## [Document extract]
In one corner, there’s employee protection. In the other, securities regulation concerns. In the battle of security, what’s more important: employee privacy or industry regulation? As the number of U.S. states passing social media legislation to protect employee rights increases, so does the pushback from regulatory bodies.
In cases where your social media profile is public, the gloves are off. Your employer has the right to view your posts – as does everyone else in the world (you know, being public and all). But if you’re using social media in both business and personal contexts, and using only one account that you yourself created and are held accountable for, is it fair for the regulatory bodies to monitor and archive your business communications? Or is that hitting below the belt?
According to The Wall Street Journal 35 states have adopted, introduced, or begun work on social media privacy legislation since the start of 2013. Both the Financial Industry Regulatory Authority (FINRA) and the Securities Industry and Financial Markets Association (SIFMA) have sent multiple letters to the legislators pushing the bills, asking for modifications to regulate those in the financial sector, thus protecting investors.
This becomes a grey area when employees use their personal social media accounts for business communication related to their position. For example: in the financial industry, brokers and dealers often use their personal LinkedIn accounts to reach out to perspective clients, share industry related information, and interact with current clients. While that is a personal account, financial industries want to be able to protect the social public from potential Ponzi schemes, instances of fraud, and subjection to investor risk.
FINRA’s social media guidance, Regulatory Notice 10-6, published January 2010, requires those held to financial regulations to monitor and archive business communications made using social media. Even if employees use their personal devices to engage in such communication, the regulatory bodies believe it must be monitored and archived.
Without the ability to access social media accounts of employees, employers cannot comply with the supervision and record keeping responsibilities mandated by the financial industry regulatory bodies.
Acting as FINRA’s “corner man,” SIFMA supports the effort to provide more allowances for business social media use and has done its part to attempt to modify the language in each state’s proposed legislation. In letters to the various signers, SIFMA cited the 2012 American Century Investments study, which claimed that almost nine out of ten financial services professionals have social media profiles or accounts, 58% of those professionals use social media for business several times per week, and 27% use it for business on a daily basis. (Business use includes reading and posting commentary, monitoring and sharing relevant news, business promotion and brand building, sharing best practices, and obtaining customer feedback.) According to SIFMA, a “personal” account that is also used for business purposes should be treated as a business account.
SIFMA’s letters also include a quote from North American Securities Administrators Association (NASAA) president Heath Abshure:
“State laws and regulations require broker-dealers, investment advisers, broker-dealer agents and investment adviser representatives to maintain books and records relating to the firm’s business, which can include business communications made or transmitted using social media. To comply with these requirements, broker-dealers and investment advisers must be able to access social media accounts used by employees for business purposes. Legislation under consideration by certain states may prove problematic because, absent an appropriate carve-out, such laws would place broker dealers and investment-advisers in a precarious position where compliance with state privacy laws might cause them to run afoul of their supervisory and record-keeping responsibilities under state and federal securities laws and regulations, and vice versa.”

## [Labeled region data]

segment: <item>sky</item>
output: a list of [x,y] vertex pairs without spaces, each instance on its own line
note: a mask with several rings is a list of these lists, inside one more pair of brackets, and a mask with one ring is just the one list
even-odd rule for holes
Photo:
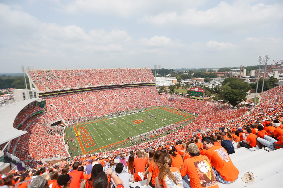
[[283,58],[282,0],[0,0],[0,72]]

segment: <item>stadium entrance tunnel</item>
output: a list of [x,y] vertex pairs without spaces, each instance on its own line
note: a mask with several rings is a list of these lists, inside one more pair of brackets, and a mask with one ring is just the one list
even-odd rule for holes
[[55,127],[56,126],[63,127],[64,125],[63,122],[62,122],[62,120],[60,120],[53,121],[51,124],[49,124],[49,125],[52,127]]

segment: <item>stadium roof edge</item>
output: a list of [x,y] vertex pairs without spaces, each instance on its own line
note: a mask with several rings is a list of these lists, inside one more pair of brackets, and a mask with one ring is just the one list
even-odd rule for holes
[[11,103],[0,108],[0,144],[24,134],[27,132],[18,130],[13,124],[17,115],[21,110],[31,103],[38,99],[38,98],[27,99]]
[[127,69],[141,69],[142,68],[149,68],[151,70],[151,68],[149,67],[143,67],[143,68],[61,68],[61,69],[56,69],[56,68],[50,68],[50,69],[37,69],[36,68],[34,68],[33,69],[25,69],[25,70],[27,71],[28,71],[29,70],[89,70],[89,69],[96,69],[96,70],[105,70],[105,69],[125,69],[127,68]]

## [Set problem 1]
Reproduce the portion of the social media privacy article starting with "Without the ability" and going on through "industry regulatory bodies.".
## [Set problem 2]
Carry on the social media privacy article from its last sentence onward.

## [Exercise output 1]
Without the ability to access social media accounts of employees, employers cannot comply with the supervision and record keeping responsibilities mandated by the financial industry regulatory bodies.

## [Exercise output 2]
State legislators counterpunch with the belief that they are not only protecting employees’ right to privacy but also saving employers from themselves in the process. Requiring access to a prospective employee’s social media account that would also disclose personal information could backfire if said candidate was not hired. Employers could be subject to lawsuits suggesting the personal information gleaned from social media accounts such as appearance, political leanings, or sexual orientation played a role in the decision not to hire.
Some states are more aggressive than others in terms of blocking any and all attempts of employers to access current or prospective employee social media profiles. Maryland and Illinois, for example, include no provisions for firms to be able to access accounts that engage in business communications, though they do allow for employers to conduct investigations of employee misconduct that may necessitate social media account information. Utah’s Internet Employment Privacy Act offered a bit more clarification as to what rights employers have to require access to employee social media accounts, specifically those that are used for business communications or accessed from an employer-issued electronic device. It also protects employers in that they can still require access to accounts created, maintained, used, or accessed by employees and applicants for business related communications or a business purpose of the employer.
In New Jersey, Governor Chris Christie conditionally vetoed the state’s proposed social media privacy law, Bill 2878; he found it too broad. In it, employers are forbidden to ask potential employees if they had personal social media accounts, even if they were just trying to ascertain certain occupational skill levels. Christie, like the financial regulators, also found fault with disallowing employer access to social media account(s) used for business purposes.
While many of these laws prohibit employers from asking their current or perspective employees for access to their social media accounts and profiles, employers are allowed to promote workplace laws and procedures for how office equipment and Internet can be accessed for personal use. Employers also maintain the right to investigate instances where employee misconduct is causing reasonable concern.
If you’re allowing your employees to use social media for business, you’re already in the ring. So make sure you don’t get sucker punched! Update your social media policy regularly to ensure it informs and protects you and your employees based on the current legislation. Stay up-to-date on your state’s laws as well as the latest regulations put forth by your industry’s regulatory bodies.
What do you think? Should regulators throw in the towel and amend compliance laws? Or should state legislators add in provisions to help the financial industry regulate employees using social for business? We’d love for you to share your thoughts with us on Facebook, Twitter, or Google+.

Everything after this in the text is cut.